## start Information shown

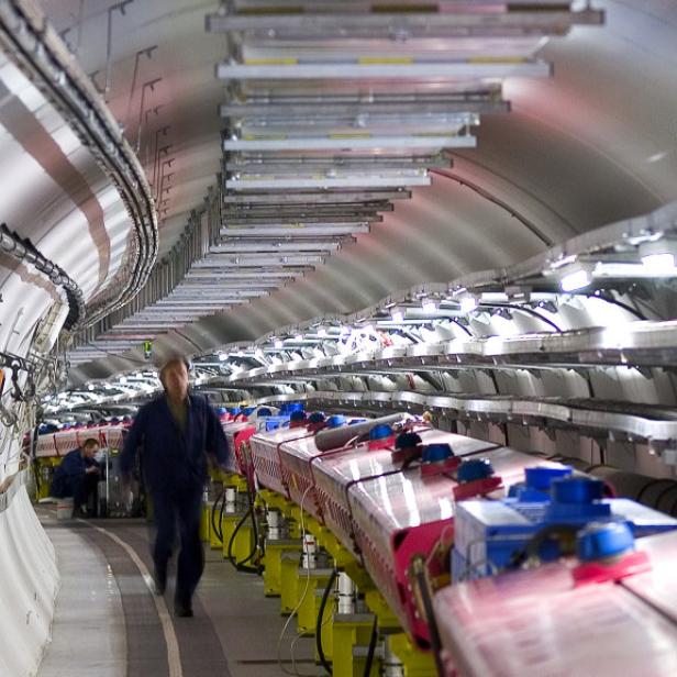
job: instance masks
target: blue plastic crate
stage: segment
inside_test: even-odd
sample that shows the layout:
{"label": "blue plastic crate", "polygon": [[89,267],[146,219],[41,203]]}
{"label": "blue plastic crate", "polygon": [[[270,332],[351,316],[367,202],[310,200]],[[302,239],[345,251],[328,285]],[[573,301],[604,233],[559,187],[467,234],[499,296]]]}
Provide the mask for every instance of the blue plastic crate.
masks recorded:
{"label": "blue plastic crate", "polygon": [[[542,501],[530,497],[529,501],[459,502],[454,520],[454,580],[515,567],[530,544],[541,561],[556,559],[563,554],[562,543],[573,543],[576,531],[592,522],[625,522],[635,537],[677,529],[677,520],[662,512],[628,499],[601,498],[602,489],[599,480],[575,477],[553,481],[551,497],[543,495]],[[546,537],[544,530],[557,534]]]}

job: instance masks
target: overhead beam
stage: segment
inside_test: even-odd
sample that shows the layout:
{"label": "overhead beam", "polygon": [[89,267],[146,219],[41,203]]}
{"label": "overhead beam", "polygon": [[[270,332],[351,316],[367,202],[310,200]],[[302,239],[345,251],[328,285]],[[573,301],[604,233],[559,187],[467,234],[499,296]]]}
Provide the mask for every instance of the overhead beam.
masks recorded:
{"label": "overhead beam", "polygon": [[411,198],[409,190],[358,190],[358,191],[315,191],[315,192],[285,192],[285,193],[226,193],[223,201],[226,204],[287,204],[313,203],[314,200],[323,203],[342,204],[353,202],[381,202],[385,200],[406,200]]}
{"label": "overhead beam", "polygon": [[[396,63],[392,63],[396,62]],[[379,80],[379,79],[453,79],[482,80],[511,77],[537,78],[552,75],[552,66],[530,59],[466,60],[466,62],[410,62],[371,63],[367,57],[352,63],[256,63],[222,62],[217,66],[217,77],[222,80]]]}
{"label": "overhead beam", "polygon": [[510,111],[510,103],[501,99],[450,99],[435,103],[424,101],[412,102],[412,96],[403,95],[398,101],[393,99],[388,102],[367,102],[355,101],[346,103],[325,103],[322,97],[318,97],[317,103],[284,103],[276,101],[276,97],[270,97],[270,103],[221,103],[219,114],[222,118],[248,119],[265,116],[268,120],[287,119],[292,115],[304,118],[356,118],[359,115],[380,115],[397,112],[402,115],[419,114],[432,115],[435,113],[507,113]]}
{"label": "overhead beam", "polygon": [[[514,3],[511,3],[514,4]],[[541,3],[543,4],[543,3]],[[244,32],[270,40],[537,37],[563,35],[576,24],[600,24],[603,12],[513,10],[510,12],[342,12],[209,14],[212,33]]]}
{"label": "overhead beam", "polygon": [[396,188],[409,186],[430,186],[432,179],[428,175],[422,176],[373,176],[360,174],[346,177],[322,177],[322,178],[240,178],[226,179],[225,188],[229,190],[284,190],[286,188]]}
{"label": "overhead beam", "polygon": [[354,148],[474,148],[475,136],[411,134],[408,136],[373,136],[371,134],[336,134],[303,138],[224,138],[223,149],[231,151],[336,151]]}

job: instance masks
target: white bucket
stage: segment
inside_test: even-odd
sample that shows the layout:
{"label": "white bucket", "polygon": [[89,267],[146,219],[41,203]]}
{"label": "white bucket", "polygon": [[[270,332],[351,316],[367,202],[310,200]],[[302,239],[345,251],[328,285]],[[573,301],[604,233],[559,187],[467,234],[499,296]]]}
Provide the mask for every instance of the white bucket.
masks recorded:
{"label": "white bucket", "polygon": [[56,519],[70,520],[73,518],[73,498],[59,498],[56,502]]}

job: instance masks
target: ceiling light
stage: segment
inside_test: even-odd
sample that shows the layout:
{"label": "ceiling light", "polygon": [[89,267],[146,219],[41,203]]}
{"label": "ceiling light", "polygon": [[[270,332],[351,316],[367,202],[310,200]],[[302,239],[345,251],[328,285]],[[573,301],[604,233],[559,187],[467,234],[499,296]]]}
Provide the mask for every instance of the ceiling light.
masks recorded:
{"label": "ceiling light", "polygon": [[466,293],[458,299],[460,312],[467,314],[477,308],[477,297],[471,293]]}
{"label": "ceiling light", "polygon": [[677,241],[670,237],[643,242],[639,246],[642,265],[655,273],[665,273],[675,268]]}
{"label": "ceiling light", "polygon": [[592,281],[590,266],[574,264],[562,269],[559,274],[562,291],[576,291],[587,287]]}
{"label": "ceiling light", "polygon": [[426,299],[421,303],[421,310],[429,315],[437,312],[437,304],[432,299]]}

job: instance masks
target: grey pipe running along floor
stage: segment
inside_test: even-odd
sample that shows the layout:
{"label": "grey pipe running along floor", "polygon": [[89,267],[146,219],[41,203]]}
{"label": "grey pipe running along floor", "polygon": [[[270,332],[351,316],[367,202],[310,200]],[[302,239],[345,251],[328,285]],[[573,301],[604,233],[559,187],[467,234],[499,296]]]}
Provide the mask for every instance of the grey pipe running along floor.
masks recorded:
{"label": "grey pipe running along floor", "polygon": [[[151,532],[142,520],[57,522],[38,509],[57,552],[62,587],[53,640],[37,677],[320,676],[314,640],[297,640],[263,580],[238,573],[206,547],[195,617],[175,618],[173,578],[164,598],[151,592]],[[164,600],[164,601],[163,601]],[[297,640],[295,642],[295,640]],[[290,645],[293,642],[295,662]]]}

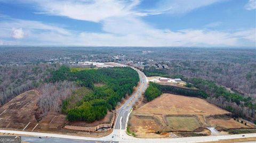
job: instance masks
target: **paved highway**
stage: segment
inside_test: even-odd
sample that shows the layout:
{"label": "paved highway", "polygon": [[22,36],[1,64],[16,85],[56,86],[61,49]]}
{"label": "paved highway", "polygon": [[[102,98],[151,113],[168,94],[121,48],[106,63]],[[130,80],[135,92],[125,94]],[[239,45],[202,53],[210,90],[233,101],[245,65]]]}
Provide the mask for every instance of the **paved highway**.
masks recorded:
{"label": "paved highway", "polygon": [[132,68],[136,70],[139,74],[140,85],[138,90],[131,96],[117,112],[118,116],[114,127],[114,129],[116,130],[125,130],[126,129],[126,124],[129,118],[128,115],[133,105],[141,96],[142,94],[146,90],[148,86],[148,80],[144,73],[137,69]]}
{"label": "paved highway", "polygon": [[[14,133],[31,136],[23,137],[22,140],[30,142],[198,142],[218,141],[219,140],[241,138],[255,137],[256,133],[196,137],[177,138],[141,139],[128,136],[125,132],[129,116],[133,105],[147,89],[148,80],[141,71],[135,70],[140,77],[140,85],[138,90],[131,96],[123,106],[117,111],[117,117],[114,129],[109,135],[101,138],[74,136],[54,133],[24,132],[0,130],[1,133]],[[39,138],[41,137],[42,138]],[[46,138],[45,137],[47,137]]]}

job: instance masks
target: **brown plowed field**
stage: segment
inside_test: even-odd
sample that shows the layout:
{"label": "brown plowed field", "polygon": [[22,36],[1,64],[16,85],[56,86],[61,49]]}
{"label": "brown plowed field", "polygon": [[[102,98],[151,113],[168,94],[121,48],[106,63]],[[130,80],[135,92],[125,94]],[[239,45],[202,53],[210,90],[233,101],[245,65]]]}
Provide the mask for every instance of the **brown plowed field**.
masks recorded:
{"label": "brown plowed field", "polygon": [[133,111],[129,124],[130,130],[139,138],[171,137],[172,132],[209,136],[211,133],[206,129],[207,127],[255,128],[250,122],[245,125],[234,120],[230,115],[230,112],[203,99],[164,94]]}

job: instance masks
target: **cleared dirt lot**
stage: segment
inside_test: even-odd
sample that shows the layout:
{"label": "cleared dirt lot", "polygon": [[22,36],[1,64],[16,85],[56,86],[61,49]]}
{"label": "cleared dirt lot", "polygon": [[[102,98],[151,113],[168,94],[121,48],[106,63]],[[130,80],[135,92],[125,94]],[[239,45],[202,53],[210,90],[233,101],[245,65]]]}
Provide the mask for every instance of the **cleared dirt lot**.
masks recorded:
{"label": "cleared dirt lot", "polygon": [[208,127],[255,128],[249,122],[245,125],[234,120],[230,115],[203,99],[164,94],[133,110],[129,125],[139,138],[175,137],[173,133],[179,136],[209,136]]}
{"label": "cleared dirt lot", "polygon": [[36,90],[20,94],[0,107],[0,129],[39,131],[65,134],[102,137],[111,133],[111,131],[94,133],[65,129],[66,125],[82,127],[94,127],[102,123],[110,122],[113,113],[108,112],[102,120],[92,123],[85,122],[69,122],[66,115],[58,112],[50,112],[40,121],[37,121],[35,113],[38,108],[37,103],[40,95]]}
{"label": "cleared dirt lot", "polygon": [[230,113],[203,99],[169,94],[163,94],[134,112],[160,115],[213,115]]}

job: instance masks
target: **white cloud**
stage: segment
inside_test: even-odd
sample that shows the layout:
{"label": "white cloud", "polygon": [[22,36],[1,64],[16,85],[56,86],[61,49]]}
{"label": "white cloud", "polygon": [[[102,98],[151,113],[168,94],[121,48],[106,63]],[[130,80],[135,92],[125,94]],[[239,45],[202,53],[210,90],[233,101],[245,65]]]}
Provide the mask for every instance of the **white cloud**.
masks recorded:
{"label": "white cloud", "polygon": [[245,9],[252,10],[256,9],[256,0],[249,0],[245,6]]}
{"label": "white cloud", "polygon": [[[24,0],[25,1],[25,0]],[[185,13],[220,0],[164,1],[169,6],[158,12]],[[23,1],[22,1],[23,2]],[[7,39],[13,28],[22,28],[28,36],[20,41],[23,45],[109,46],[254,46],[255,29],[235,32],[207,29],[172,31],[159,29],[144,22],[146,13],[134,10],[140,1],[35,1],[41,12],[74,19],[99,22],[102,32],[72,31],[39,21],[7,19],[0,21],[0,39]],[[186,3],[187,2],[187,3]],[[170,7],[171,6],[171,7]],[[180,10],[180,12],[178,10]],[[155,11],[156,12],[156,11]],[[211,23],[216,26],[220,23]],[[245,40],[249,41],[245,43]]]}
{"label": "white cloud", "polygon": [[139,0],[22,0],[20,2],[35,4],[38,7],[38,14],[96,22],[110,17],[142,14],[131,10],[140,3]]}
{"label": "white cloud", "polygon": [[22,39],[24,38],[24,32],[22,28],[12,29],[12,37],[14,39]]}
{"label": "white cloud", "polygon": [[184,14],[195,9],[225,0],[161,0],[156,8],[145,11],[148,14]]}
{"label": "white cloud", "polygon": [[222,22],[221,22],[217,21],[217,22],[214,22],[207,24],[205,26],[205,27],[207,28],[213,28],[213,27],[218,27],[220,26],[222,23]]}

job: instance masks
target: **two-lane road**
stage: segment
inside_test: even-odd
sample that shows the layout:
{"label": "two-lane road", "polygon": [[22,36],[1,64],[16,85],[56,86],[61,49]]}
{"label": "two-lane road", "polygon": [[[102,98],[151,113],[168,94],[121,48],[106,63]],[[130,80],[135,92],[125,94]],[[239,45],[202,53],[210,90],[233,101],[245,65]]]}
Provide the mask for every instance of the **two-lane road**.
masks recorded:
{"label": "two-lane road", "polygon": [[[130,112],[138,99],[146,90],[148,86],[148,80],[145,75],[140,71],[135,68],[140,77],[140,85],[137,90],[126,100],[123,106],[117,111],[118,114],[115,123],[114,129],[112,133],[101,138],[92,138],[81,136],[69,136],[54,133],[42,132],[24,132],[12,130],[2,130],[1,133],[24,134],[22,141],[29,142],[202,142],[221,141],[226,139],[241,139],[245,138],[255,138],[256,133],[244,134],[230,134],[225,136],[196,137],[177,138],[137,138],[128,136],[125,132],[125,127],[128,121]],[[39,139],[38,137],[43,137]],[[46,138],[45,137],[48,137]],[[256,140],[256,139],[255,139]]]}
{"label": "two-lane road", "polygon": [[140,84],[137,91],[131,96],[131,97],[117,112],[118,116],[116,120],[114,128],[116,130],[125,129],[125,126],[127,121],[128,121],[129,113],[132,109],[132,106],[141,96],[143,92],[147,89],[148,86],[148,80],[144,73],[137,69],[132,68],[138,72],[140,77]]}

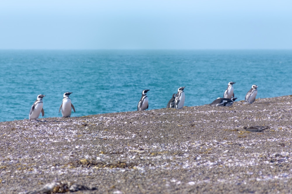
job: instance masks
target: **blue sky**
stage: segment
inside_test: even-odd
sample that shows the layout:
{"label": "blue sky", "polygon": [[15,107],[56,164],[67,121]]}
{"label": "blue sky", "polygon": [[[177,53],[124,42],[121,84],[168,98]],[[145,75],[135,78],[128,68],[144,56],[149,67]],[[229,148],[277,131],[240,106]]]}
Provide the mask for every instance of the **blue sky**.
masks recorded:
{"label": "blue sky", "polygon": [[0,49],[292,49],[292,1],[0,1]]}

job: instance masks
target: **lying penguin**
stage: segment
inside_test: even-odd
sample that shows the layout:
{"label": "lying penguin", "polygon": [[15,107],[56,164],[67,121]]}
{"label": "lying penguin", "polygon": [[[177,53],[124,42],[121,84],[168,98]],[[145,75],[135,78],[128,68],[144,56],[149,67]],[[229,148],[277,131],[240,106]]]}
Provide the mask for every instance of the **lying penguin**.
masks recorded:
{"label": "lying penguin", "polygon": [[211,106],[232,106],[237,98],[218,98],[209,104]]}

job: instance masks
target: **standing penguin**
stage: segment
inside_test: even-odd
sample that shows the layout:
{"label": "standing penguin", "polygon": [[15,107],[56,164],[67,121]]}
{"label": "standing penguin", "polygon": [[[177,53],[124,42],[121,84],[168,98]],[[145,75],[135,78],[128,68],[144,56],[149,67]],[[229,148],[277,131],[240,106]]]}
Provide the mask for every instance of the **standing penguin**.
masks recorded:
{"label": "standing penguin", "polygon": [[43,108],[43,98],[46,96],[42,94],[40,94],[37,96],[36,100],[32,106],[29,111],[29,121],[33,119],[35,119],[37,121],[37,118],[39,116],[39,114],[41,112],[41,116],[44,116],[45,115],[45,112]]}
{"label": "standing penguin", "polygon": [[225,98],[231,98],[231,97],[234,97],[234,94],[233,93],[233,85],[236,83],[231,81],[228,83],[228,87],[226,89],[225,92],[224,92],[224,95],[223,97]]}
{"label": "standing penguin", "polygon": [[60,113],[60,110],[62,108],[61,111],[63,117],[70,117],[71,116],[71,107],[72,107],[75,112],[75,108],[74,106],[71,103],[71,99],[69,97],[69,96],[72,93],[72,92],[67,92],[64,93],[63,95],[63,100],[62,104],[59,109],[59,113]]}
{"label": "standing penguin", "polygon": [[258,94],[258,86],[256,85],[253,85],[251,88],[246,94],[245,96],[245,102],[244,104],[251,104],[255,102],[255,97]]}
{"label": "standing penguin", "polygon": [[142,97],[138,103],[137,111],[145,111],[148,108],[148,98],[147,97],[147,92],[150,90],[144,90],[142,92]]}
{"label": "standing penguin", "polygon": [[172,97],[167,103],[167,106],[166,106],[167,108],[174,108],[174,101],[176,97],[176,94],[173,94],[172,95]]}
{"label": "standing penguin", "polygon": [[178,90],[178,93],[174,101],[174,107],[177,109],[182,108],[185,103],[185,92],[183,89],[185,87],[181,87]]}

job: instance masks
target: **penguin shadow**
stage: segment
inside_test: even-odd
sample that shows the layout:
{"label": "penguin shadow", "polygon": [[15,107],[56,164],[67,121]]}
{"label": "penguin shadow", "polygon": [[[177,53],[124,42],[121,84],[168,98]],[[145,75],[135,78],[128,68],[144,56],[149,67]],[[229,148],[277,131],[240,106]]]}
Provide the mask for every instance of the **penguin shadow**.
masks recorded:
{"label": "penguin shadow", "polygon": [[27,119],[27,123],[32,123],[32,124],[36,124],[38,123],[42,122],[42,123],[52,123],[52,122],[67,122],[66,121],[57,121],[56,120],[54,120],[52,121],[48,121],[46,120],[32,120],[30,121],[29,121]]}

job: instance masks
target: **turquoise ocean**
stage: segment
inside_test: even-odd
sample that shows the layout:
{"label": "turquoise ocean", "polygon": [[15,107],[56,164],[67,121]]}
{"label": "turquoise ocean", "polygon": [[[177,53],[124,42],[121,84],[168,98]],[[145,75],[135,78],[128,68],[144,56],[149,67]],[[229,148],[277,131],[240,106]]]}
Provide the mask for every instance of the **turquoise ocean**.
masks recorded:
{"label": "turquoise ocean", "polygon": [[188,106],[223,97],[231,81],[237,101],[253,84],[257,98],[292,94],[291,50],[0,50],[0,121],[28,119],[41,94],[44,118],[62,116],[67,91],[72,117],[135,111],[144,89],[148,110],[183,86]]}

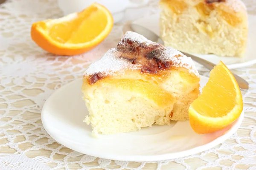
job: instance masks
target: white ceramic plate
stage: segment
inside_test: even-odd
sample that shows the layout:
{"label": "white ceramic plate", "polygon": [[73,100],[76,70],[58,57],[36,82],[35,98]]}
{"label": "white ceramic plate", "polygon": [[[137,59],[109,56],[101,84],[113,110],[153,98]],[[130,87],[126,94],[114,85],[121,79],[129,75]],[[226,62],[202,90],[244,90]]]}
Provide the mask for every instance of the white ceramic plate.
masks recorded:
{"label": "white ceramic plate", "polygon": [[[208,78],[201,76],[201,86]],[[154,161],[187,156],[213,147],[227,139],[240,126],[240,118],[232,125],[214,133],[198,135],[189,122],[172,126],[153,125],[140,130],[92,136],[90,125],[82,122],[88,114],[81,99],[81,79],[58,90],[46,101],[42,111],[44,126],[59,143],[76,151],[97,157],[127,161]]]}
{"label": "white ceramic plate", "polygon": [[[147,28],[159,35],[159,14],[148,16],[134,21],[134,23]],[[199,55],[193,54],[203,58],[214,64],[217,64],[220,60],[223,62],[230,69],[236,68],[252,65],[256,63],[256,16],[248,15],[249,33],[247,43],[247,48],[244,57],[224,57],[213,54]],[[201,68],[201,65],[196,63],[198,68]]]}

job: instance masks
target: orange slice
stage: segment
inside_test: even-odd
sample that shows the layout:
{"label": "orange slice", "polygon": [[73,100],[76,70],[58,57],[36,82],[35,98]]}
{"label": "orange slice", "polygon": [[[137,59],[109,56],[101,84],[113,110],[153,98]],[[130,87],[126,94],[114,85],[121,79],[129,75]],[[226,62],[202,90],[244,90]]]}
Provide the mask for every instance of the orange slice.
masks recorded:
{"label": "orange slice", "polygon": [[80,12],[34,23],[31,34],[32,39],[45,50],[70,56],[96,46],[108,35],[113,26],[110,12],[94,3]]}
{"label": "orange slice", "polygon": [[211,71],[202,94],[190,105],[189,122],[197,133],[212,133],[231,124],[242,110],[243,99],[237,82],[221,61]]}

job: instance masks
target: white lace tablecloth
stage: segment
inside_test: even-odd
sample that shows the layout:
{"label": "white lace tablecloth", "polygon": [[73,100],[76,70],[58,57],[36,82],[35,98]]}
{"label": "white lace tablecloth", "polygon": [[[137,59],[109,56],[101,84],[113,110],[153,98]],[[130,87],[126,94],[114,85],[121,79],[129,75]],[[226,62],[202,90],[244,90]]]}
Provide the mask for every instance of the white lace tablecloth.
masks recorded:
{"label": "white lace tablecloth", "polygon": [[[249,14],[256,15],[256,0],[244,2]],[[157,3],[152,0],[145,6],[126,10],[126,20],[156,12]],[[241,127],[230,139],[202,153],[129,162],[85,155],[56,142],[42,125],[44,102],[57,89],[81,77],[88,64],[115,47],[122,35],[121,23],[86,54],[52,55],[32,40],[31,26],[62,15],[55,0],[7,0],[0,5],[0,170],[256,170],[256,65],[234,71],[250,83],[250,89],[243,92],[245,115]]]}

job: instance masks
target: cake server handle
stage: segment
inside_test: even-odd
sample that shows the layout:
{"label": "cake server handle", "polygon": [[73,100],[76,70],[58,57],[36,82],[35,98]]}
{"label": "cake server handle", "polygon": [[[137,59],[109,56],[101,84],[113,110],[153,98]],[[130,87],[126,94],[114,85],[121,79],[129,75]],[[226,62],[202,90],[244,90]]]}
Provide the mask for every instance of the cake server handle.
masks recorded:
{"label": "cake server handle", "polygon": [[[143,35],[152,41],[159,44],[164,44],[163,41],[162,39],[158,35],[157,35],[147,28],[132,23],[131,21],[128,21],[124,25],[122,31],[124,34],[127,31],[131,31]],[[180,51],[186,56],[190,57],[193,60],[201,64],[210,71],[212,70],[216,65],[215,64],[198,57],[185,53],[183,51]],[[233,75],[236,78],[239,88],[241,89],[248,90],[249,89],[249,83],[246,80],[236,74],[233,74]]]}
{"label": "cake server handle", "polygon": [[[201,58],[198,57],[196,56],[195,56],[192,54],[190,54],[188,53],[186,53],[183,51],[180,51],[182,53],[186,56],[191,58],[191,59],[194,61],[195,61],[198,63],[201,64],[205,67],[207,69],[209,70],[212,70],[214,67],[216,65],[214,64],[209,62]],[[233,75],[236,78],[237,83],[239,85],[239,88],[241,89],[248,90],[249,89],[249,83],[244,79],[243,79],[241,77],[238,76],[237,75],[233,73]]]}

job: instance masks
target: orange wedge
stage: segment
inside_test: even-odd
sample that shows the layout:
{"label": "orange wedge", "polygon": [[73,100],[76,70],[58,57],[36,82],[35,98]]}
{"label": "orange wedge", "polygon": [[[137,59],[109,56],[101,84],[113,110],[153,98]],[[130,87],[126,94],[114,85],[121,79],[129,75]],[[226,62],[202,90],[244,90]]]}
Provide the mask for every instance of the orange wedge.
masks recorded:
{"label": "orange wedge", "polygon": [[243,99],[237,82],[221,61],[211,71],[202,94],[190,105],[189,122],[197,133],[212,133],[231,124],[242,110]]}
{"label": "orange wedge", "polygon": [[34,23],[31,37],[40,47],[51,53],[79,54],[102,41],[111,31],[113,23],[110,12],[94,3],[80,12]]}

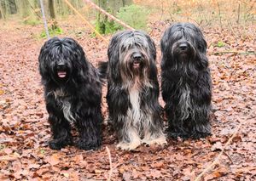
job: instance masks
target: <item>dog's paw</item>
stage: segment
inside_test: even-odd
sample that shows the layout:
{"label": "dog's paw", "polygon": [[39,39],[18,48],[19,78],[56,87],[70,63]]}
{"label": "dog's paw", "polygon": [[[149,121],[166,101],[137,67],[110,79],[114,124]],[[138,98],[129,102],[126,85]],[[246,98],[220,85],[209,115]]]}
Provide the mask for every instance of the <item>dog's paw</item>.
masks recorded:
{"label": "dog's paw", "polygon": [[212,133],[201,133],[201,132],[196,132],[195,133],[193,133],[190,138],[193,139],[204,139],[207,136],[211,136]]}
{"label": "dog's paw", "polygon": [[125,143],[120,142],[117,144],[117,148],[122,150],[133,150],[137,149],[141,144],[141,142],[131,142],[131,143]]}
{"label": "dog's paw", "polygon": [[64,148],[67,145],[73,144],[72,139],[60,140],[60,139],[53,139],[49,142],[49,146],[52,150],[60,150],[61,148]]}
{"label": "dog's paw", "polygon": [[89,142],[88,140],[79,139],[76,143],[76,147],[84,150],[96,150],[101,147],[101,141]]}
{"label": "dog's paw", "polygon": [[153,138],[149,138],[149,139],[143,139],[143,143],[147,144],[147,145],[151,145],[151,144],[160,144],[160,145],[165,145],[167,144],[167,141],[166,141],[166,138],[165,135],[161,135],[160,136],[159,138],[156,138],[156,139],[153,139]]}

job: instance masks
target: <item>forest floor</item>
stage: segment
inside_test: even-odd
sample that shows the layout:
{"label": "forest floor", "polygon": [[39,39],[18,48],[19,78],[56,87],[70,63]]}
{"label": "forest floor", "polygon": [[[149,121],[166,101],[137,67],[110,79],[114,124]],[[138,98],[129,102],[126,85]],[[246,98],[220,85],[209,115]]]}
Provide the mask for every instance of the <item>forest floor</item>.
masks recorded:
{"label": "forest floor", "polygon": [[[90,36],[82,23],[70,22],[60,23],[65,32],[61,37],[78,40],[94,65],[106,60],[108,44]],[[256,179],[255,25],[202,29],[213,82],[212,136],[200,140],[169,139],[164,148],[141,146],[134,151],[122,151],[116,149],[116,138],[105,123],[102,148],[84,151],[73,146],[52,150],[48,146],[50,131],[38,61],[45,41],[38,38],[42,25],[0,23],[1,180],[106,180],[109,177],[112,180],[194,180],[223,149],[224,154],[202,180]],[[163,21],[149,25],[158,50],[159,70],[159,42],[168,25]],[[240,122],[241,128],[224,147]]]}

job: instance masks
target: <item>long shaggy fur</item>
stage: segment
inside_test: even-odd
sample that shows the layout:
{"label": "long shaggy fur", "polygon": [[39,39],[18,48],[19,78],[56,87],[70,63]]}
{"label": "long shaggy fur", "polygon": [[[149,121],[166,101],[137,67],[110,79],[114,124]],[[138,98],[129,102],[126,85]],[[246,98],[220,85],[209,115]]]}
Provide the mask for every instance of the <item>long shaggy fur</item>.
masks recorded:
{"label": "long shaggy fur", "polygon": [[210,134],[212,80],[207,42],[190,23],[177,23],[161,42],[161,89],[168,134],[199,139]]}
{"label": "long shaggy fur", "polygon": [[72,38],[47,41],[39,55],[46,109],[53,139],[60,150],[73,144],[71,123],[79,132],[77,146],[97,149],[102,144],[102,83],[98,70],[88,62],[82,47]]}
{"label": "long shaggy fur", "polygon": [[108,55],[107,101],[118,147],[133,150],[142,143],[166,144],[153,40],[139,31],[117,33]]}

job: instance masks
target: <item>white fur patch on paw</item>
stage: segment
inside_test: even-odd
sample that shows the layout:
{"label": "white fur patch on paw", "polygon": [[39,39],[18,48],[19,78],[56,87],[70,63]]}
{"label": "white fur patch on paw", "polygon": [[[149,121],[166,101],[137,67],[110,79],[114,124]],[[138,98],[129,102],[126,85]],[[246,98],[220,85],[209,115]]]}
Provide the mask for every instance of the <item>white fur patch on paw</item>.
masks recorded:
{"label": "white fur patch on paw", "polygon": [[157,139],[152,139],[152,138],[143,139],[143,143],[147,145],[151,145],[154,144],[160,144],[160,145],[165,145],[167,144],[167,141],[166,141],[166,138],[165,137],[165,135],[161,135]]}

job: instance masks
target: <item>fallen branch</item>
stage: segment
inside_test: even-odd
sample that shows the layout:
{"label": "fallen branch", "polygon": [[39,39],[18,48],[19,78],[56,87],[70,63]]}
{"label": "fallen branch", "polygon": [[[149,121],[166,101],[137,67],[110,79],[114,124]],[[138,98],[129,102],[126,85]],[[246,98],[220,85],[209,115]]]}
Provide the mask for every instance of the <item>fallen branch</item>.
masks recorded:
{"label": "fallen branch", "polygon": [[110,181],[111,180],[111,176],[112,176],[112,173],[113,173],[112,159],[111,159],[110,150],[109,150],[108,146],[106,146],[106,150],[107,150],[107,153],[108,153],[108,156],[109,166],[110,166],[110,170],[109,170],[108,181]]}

## end Information shown

**Exercise directions**
Show every line of the items that contains the word "bucket".

**Response to the exercise**
target: white bucket
{"label": "white bucket", "polygon": [[89,267],[146,219],[41,203]]}
{"label": "white bucket", "polygon": [[[270,332],[351,316],[367,202],[310,200]],[[302,239],[345,251],[328,285]],[[573,301],[604,233],[559,187],[467,234],[499,296]]]}
Provide the mask for every instance of the white bucket.
{"label": "white bucket", "polygon": [[56,519],[70,520],[73,518],[73,498],[59,498],[56,502]]}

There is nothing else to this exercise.